[Data shown]
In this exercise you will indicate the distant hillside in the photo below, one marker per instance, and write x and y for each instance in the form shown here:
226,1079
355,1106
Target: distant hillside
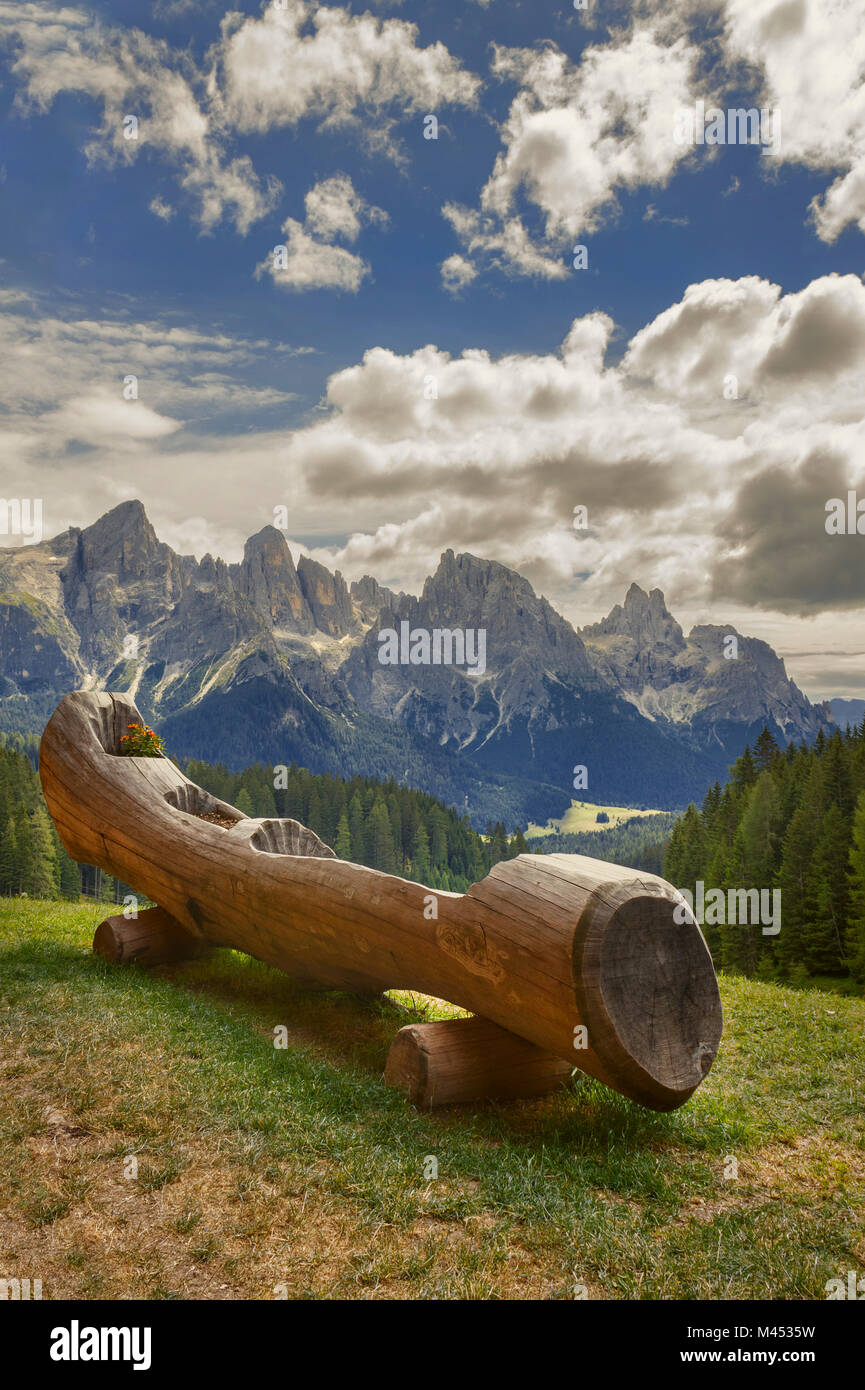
847,712
791,822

[Written instruction] In the rows above, swap every "distant hillside" for "far-off slope" and leave everything else the same. Omit the pictures from your answer.

[Correct result]
In this exercise you will indicate the far-off slope in the photo below, one marker per instance, and write x and y for each instance in the form shown here:
226,1079
355,1106
Target: far-off slope
847,712
791,822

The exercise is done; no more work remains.